Gegeven opdracht A –
Beantwoord de volgende vragen over de tekst over Gurriers, elk antwoord op een eigen regel en gemarkeerd zoals de vraag:
(i) Waar maakte de schrijver voor het eerst kennis met de band?
(ii) Welke bassist haakte net voor de release af?
(iii) Op welke datum bracht Gurriers de dubbelsingle Top Of The Bill en Approachable uit?

-------- Geselecteerde tekst

Gurriers
Come and See
Het Ierse Gurriers is de grote belofte van de afgelopen twee jaar. Daar kan je zeker in het plat gespeelde Nederland niet omheen. Elk optreden zit zo strak in elkaar, dat je bijna vergeet dat ze pas aan de vooravond van de definitieve doorbraak staan. Want die moet er gewoon komen. Zelden een band in zo’n vroeg stadium zo overtuigend vol overgave zien spelen. Voor mij was de eerste kennismaking vorig jaar mei in Merleyn, waar ze het bij de aanwezigen direct al afdwongen om dichterbij te komen en de intense avond van zo dichtbij mogelijk mee te maken. Dan wil je na afloop maar één ding: die debuutplaat kopen. Alleen was die er toen nog niet.
Lukt het de Gurriers straatschoffies om ruim een jaar lang die aandacht vast te houden, of ebt het succes voortijdig weg? Welnee, er volgen nog meer gigs en nu uiteindelijk Come and See verschijnt staan er alweer genoeg optredens op de planning. Helaas ontbreekt smaakmaker Emmet White dan, deze bassist met manisch gestoorde blik in zijn ogen, haakte net voor de release af en nieuweling Charlie McCarthy moet een sprintje inzetten om het stokje over te nemen.
Als je zo kritisch over het eigen functioneren bent, dan mag je de maatschappij ook zeker bekritiseren. Het eerste wantrouwen spreekt Gurriers op 6 december 2001 uit, als ze de dubbelsingle Top Of The Bill en Approachable uitbrengen. Het slaapwandelende Top Of The Bill is de verdovende kansloze No Future protestsong van de Ieren. Dan Hoff spreekt het wantrouwen uit en zoekt het in eerste instantie in het eigen falen. Risico’s nemen, incasseren en de gevolgen incalculeren. De gitaren zijn in jaren tachtig wave nostalgie gestemd, geven een verfrissende kijk op een uitgekauwde formule en voegen daadwerkelijk iets toe. Ja, en Dan Hoff heeft dat rauwe van een verbitterde strijder, de straatvechtersdenkwijze van de arbeidersklasse.

----------------
-------- Records uit dataset

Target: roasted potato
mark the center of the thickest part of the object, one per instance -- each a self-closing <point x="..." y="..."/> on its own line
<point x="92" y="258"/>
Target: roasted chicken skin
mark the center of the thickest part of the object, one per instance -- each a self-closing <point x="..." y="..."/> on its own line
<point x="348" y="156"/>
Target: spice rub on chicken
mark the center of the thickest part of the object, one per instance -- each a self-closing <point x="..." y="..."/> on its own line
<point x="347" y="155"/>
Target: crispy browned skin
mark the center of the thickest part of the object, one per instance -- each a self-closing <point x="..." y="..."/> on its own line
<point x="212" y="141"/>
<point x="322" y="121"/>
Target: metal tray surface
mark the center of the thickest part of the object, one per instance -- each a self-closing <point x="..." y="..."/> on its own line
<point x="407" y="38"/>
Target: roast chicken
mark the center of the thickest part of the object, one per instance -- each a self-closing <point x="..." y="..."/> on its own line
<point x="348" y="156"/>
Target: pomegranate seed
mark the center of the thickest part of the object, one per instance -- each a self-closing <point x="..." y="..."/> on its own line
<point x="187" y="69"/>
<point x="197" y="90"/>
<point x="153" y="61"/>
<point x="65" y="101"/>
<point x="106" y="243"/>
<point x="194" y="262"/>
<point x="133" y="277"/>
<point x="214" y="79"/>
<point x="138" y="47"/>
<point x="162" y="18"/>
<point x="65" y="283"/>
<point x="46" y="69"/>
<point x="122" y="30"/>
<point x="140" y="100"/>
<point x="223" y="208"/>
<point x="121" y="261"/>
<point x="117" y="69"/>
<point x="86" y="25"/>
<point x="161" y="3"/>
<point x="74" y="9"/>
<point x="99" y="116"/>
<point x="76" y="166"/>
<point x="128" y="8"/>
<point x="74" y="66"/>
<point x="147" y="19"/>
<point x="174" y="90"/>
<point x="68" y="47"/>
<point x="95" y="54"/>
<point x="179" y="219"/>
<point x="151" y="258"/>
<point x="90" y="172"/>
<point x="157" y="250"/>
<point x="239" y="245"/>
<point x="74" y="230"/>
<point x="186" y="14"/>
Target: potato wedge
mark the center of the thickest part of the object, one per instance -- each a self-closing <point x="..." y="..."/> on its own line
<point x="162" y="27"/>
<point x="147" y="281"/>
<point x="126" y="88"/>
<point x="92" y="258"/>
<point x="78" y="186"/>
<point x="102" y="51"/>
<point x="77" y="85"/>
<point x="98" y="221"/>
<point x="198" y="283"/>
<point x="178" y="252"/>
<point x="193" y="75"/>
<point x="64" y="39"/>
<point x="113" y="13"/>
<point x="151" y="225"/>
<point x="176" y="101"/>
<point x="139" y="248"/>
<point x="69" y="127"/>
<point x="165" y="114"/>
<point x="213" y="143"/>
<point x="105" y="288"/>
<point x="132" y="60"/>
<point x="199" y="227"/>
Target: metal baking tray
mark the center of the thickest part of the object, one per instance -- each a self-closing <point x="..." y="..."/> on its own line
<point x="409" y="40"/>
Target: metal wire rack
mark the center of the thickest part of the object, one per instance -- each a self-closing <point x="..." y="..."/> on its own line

----------------

Gegeven opdracht B –
Zet uit de records alles letterlijk over, te beginnen bij de regel met "Target: metal baking tray" en doorlopend tot en met het einde van de records.

Verwacht antwoord A –
(i) In Merleyn, vorig jaar mei.
(ii) Emmet White.
(iii) Op 6 december 2001.

Verwacht antwoord B –
Target: metal baking tray
mark the center of the thickest part of the object, one per instance -- each a self-closing <point x="..." y="..."/> on its own line
<point x="409" y="40"/>
Target: metal wire rack
mark the center of the thickest part of the object, one per instance -- each a self-closing <point x="..." y="..."/> on its own line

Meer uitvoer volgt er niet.